Excerpt from a dataset
-- BEGIN --

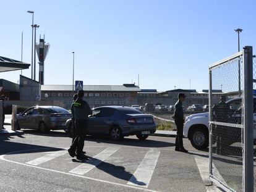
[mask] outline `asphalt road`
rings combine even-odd
[[[84,149],[92,158],[81,162],[69,156],[71,138],[63,131],[24,133],[0,136],[0,191],[216,190],[205,186],[202,174],[207,169],[198,163],[208,164],[207,152],[196,150],[187,139],[187,154],[174,151],[174,138],[130,136],[115,142],[88,136]]]

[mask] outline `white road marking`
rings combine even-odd
[[[32,165],[38,165],[41,164],[51,161],[56,157],[63,156],[67,153],[67,151],[58,151],[48,152],[45,156],[33,159],[26,162],[27,164]]]
[[[81,175],[85,175],[119,149],[120,148],[106,148],[103,151],[93,156],[92,159],[71,170],[69,173]]]
[[[160,155],[160,151],[156,149],[150,149],[127,184],[147,188]]]
[[[98,147],[98,146],[88,146],[88,147],[93,148],[93,147]],[[140,187],[137,187],[137,186],[130,186],[130,185],[125,185],[125,184],[121,184],[121,183],[114,183],[114,182],[105,181],[105,180],[100,180],[100,179],[97,179],[97,178],[92,178],[92,177],[85,177],[85,176],[83,176],[83,175],[77,175],[77,174],[73,174],[73,173],[71,173],[64,172],[58,171],[58,170],[53,170],[53,169],[47,169],[47,168],[43,168],[43,167],[37,167],[37,166],[35,166],[35,165],[32,165],[20,163],[20,162],[15,162],[15,161],[11,161],[11,160],[4,159],[4,156],[6,155],[8,155],[8,154],[17,154],[17,153],[19,153],[19,152],[24,152],[24,151],[31,151],[43,150],[43,149],[45,149],[45,148],[44,148],[44,149],[28,149],[28,150],[21,150],[21,151],[19,151],[11,152],[8,152],[7,154],[0,156],[0,160],[2,160],[2,161],[6,161],[6,162],[16,164],[18,164],[18,165],[24,165],[24,166],[27,166],[27,167],[33,167],[33,168],[38,169],[41,169],[41,170],[47,170],[47,171],[50,171],[50,172],[58,173],[62,173],[62,174],[64,174],[64,175],[70,175],[70,176],[83,178],[85,178],[85,179],[88,179],[88,180],[93,180],[93,181],[95,181],[95,182],[102,182],[102,183],[107,183],[107,184],[117,185],[117,186],[120,186],[126,187],[126,188],[133,188],[133,189],[136,189],[136,190],[142,190],[142,191],[150,191],[150,192],[157,192],[158,191],[156,191],[156,190],[151,190],[145,189],[144,188],[140,188]]]
[[[195,153],[195,152],[194,152]],[[198,168],[200,175],[201,175],[202,180],[203,180],[207,192],[219,192],[222,191],[219,190],[215,185],[211,185],[211,182],[210,180],[209,177],[209,158],[208,154],[199,154],[200,156],[194,155],[195,162],[197,163],[197,167]],[[216,167],[215,171],[217,171]]]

-- END --

* [WHAT THE TASK ASKS]
Pull out each line in the data above that contains the word "outline".

* [ANSWER FOR THIS EXERCISE]
[mask] outline `asphalt road`
[mask] outline `white road marking`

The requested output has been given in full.